**Job**
Resize the items starting with the line that contains "Verify for me: does any twig" and going on through the line that contains "xmin=123 ymin=127 xmax=128 ymax=144". Write out every one of those lines again, not only the answers, with each coordinate in the answers multiplied by 1.9 and rounded to a whole number, halves rounding up.
-*-*-
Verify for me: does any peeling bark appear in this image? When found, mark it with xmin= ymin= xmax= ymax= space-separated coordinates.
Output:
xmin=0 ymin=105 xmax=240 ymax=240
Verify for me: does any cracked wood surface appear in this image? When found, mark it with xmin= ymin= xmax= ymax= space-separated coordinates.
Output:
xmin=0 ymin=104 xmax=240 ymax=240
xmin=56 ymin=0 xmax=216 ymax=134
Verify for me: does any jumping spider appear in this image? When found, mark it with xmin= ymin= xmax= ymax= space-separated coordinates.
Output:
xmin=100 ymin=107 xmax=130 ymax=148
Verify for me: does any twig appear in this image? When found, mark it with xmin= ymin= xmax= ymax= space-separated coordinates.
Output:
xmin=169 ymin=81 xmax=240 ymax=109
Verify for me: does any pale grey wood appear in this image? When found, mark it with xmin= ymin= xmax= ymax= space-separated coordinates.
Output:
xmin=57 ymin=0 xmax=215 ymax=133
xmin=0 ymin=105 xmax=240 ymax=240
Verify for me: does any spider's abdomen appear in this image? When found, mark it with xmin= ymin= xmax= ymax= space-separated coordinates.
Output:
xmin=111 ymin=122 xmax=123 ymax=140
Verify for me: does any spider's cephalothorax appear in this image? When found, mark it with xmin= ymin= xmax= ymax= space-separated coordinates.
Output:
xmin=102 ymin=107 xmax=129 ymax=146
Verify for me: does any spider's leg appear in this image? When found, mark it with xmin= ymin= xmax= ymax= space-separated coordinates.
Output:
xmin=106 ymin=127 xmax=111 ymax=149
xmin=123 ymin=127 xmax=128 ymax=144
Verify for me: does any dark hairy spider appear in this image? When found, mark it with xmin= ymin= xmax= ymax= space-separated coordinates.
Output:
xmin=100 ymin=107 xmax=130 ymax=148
-*-*-
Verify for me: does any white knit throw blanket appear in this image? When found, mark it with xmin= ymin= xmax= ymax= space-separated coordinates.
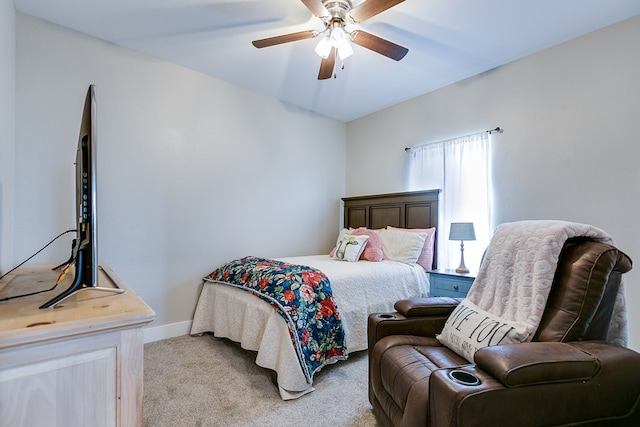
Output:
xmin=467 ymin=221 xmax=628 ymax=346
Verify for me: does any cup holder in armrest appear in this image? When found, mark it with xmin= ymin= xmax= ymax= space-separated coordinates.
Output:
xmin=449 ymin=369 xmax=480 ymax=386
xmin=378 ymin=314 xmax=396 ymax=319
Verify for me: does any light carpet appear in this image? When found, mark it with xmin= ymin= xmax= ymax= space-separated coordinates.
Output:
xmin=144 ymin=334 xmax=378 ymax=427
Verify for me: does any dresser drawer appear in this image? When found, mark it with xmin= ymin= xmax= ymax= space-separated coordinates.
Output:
-*-*-
**Complete response**
Verify for me: does any twig appear in this image? When found, mark it with xmin= ymin= xmax= ymax= space-separated coordinates.
Output:
xmin=321 ymin=154 xmax=456 ymax=207
Verify for me: does any pale grey wood appear in this image? When found, mark it with xmin= ymin= xmax= ymax= space-separated coordinates.
Output:
xmin=108 ymin=0 xmax=409 ymax=253
xmin=0 ymin=200 xmax=456 ymax=456
Verify for me: does any spider's abdomen appear in this image? When found, mark it with xmin= ymin= xmax= ymax= space-separated coordinates.
Output:
xmin=211 ymin=232 xmax=234 ymax=266
Verify for me: does any spider's cephalothorax appear in this image? When found, mark it with xmin= ymin= xmax= ymax= space-separated coordinates.
Output:
xmin=194 ymin=203 xmax=245 ymax=277
Verify for me: does any spider's leg appear in this image? When found, mark it with xmin= ymin= xmax= ymax= space-separated coordinates.
Output:
xmin=201 ymin=241 xmax=211 ymax=283
xmin=234 ymin=241 xmax=243 ymax=274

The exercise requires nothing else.